(QUOTED PASSAGE)
===

Zarya of the Dawn Expands Copyright Standards for AI-Generated Art

By James J. Park

On February 21, 2023, the United States Copyright Office (USCO) extended protection for creative works using AI-generative tools by granting limited copyright protection for Kristina Kashtanova’s comic book, Zarya of the Dawn. The USCO found that in its application of the Feist test[1], the text contained more than the required level of “modicum of creativity” and was thus registrable.[2] As such, although the individual comic panels were not found to be copyright protected, Kashtanova’s authorship was.[3]

            This finding by the United States Copyright Office was surprising given how narrowly it ruled previously in similar cases. In Thaler v. Perlmutter for example, the DC District Court there ruled against the creator of an AI art generating tool that accepted written prompts, holding that “human authorship is a bedrock requirement of copyright.”[4] In Naruto v. Slater, Naruto, a macaque monkey, took a photographer’s camera to take several selfies. After the photographer published a book with the selfies, PETA filed a next friends suit on behalf of Naruto. The 9th Circuit Court of Appeals ruled against Naruto, interpreting the Copyright Act to apply only to humans.[5]

            The USCO ruled ambiguously that AI generated art is copyrightable if there is “sufficient amount of original authorship.”[6] For Kashtanova’s comic, the USCO found one defining characteristic in Zarya of the Dawn that warranted copyright protection: her conscious arrangement of the AI-generated art. The USCO stated in its letter to Kashtanova’s attorney that it found her “selection and arrangement of images and texts” as protectable in compilation.[7]

            In contrast, however, it did not find her copyright claims to some of the comic panels sufficient. The Compendium of U.S. Copyright Office Practices (Third Edition) states that sufficient modifications, edits, or revisions to otherwise unprotected material may amount to copyright protection.[8] Although Kashtanova made edits to some of the AI-generated images in Photoshop (characters’ mouth shapes, shading, age lines)[9], these were deemed as insufficient for copyright protection. The USCO emphasized the significant distance between the written prompt entered into Midjourney, the AI art generating tool used by Kashtanova, and the produced image. “Midjourney users lack sufficient control over generate images to be treated as the ‘master mind’ behind them.”[10]


[1] See Feist Publ’ns, Inc. v. Rural Tel. Serv. Co., 499 U.S. 340, 361 (1991).

===

(DATA EXTRACT)
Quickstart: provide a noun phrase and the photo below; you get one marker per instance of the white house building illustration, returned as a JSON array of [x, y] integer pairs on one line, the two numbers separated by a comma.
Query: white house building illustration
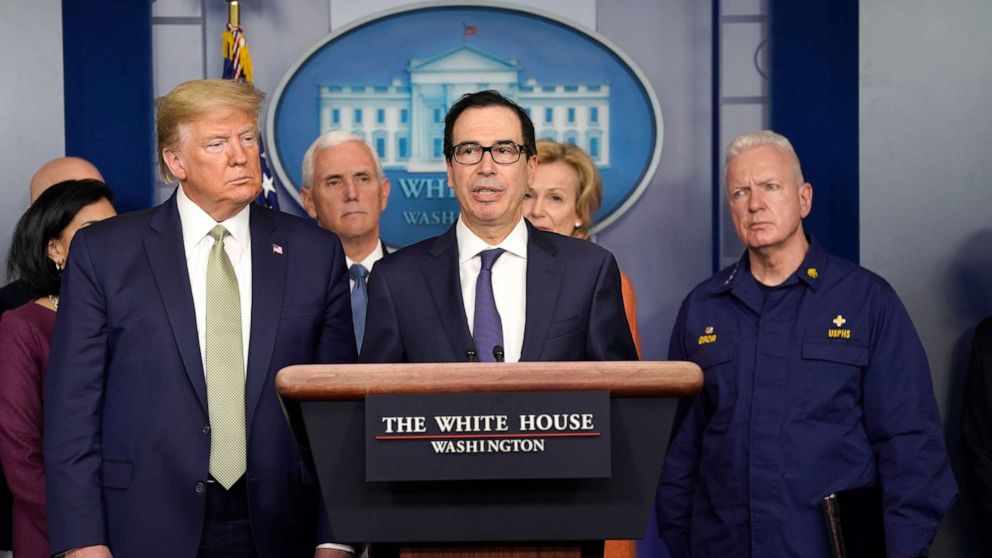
[[405, 122]]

===

(WHAT YOU NEED TO DO)
- A) Check these statements against the article on Zarya of the Dawn. For each, answer yes or no and quote the words from the article that decide it. (i) The USCO found the individual comic panels to be copyright protected. (ii) In Naruto v. Slater, PETA filed suit on behalf of the macaque. (iii) Kashtanova's Photoshop edits to the images were judged enough for copyright protection.
- B) Name every court case mentioned in the article on Zarya of the Dawn.
- C) Extend the article on Zarya of the Dawn, starting right after its last line.

(THE REPLIES)
- A)
(i) No: "although the individual comic panels were not found to be copyright protected"
(ii) Yes: "PETA filed a next friends suit on behalf of Naruto."
(iii) No: "these were deemed as insufficient for copyright protection."

- B)
Thaler v. Perlmutter
Naruto v. Slater
Feist Publ'ns, Inc. v. Rural Tel. Serv. Co.

- C)
[2] Letter from Robert J. Kasunic, United States Copyright Office, to Van Lindberg, Re: Zarya of the Dawn (Registration # Vau001480196) at 4 (Feb. 21, 2023) (on file with U.S. Copyright Office) (https://copyright.gov/docs/zarya-of-the-dawn.pdf).

[3] Id. at 1.

[4] Thaler v. Perlmutter, No. 22-1564 (BAH), 2023 U.S. Dist. LEXIS 145823, at *11.

[5] Naruto v. Slater, 888 F.3d 418, 426 (9th Cir. 2017).

[6] Kasunic, supra note 2.

[7]  Id. 

[8] U.S. Copyright Office, Compendium of U.S. Copyright Office Practices § 313.2 (3d ed. 2021).

[9] Kasunic, supra note 2.

[10] Id. at 9.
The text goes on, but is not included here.